** PROBLEM DETAILS **
The entries below are to be reproduced in full, exactly as written.

** DATA **

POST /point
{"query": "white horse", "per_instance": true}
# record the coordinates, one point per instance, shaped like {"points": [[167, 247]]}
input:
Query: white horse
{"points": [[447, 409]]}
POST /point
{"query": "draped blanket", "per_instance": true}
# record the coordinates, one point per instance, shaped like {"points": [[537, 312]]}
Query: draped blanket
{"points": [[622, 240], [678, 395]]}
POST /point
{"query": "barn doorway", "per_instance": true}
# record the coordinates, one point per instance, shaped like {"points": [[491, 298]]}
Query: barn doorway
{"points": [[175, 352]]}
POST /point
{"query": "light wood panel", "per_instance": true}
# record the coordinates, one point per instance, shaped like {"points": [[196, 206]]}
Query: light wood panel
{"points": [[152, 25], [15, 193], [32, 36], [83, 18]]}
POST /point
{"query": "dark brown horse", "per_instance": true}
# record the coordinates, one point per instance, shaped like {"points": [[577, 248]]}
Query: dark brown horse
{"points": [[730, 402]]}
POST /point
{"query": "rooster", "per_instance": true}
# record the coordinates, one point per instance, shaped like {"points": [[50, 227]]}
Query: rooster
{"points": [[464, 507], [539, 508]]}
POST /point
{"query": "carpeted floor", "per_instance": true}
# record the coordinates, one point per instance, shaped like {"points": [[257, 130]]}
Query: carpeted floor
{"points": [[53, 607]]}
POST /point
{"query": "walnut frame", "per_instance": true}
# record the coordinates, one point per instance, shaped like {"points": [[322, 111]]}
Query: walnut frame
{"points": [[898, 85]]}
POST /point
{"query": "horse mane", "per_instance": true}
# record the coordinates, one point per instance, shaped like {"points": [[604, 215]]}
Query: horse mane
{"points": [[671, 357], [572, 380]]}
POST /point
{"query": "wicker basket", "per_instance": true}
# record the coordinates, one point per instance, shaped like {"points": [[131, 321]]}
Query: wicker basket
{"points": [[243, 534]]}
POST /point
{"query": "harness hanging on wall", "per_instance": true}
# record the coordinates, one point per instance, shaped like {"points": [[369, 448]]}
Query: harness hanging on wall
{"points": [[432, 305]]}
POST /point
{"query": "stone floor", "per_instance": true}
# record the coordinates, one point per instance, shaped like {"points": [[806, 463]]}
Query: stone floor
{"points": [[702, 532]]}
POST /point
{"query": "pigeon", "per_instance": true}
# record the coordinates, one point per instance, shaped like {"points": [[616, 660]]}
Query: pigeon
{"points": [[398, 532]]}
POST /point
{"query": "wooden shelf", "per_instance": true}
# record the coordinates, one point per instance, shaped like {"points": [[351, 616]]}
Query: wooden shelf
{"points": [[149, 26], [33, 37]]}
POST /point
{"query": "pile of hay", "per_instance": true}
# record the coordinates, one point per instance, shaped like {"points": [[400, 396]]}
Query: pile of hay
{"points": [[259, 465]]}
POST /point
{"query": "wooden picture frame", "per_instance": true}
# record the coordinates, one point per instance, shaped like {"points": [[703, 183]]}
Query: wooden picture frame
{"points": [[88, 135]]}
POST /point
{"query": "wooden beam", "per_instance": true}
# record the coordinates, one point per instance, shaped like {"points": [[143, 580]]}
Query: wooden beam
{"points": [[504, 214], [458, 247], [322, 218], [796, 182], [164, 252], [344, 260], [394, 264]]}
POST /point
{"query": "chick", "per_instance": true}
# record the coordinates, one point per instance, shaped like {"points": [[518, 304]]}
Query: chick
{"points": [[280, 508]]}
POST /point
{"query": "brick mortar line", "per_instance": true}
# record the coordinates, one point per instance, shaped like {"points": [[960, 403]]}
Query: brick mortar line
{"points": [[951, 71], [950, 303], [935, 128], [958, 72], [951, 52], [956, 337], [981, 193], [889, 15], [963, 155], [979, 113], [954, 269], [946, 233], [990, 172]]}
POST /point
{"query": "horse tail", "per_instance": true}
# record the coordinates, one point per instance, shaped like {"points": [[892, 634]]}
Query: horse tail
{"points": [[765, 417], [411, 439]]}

** YOUR RESPONSE **
POST /point
{"query": "white horse", "per_instance": true}
# record the coordinates, one point per instance, shaped like {"points": [[167, 247]]}
input:
Query: white horse
{"points": [[447, 409]]}
POST /point
{"query": "draped blanket", "per_instance": true}
# record the coordinates, one point per instance, shaped like {"points": [[537, 312]]}
Query: draped blanket
{"points": [[622, 240], [678, 395]]}
POST /point
{"query": "barn doorway", "per_instance": true}
# record the coordinates, one point per instance, shaped like {"points": [[491, 298]]}
Query: barn doorway
{"points": [[175, 352]]}
POST /point
{"query": "light wood panel", "per_instance": true}
# record the coordinates, one point per instance, shaped like {"points": [[196, 206]]}
Query: light wood panel
{"points": [[152, 25], [15, 193], [32, 36], [83, 18]]}
POST /point
{"query": "dark brown horse", "per_instance": true}
# record the coordinates, one point per instance, shaped like {"points": [[577, 248]]}
Query: dark brown horse
{"points": [[730, 402]]}
POST /point
{"query": "rooster", "per_instance": true}
# record the coordinates, one point per instance, shaped like {"points": [[50, 227]]}
Query: rooster
{"points": [[464, 507], [539, 508]]}
POST /point
{"query": "carpeted floor", "per_instance": true}
# record the coordinates, one point per instance, shaped like {"points": [[257, 130]]}
Query: carpeted floor
{"points": [[53, 607]]}
POST /point
{"query": "walnut frame", "per_instance": true}
# record the coordinates, one point per instance, shaped like {"points": [[322, 111]]}
Query: walnut frame
{"points": [[898, 85]]}
POST /point
{"query": "horse mane", "per_instance": true}
# record the coordinates, one point per instance, shaped like {"points": [[604, 215]]}
Query: horse mane
{"points": [[671, 357], [572, 380]]}
POST /point
{"query": "wicker basket", "per_instance": true}
# record the coordinates, one point per instance, shaped like {"points": [[131, 321]]}
Query: wicker basket
{"points": [[243, 534]]}
POST /point
{"query": "harness hanging on wall", "per_instance": true}
# record the coordinates, one point per instance, shaped like {"points": [[369, 448]]}
Query: harness hanging on wall
{"points": [[432, 305]]}
POST /point
{"query": "stone floor", "per_instance": true}
# record the coordinates, one point per instance, shaped like {"points": [[806, 463]]}
Query: stone floor
{"points": [[702, 532]]}
POST /point
{"query": "pigeon", "per_instance": true}
# record the coordinates, one point per instance, shaped like {"points": [[616, 660]]}
Query: pigeon
{"points": [[398, 532]]}
POST /point
{"query": "wooden shelf", "per_instance": true}
# record the coordinates, one point per instance, shaped like {"points": [[351, 616]]}
Query: wooden shelf
{"points": [[149, 26], [33, 37]]}
POST /point
{"query": "pile of hay", "per_instance": true}
# record the coordinates, one point per instance, shaped like {"points": [[400, 396]]}
Query: pile of hay
{"points": [[259, 465]]}
POST /point
{"query": "wooden picture frame", "per_instance": true}
# record the coordinates, one point per instance, shaped like {"points": [[703, 183]]}
Query: wooden picture frame
{"points": [[88, 135]]}
POST /point
{"query": "wooden beam", "per_instance": true}
# record the coordinates, one point per instance, shaped like {"points": [[143, 580]]}
Query: wooden beam
{"points": [[504, 214], [458, 247], [322, 218], [796, 182], [164, 252], [344, 260], [394, 264]]}
POST /point
{"query": "chick", "per_instance": true}
# record the coordinates, one point per instance, shaped like {"points": [[518, 304]]}
Query: chick
{"points": [[280, 508]]}
POST /point
{"query": "brick mortar line", "per_instance": true}
# record the coordinates, one point per instance, shaped like {"points": [[960, 403]]}
Query: brick mortar line
{"points": [[951, 71], [950, 303], [935, 128], [958, 72], [951, 52], [956, 337], [981, 193], [889, 15], [963, 155], [979, 113], [954, 269], [946, 233], [990, 172]]}
POST /point
{"query": "horse tail", "per_instance": true}
# record the coordinates, one point per instance, shaped like {"points": [[892, 634]]}
Query: horse tail
{"points": [[765, 417], [411, 439]]}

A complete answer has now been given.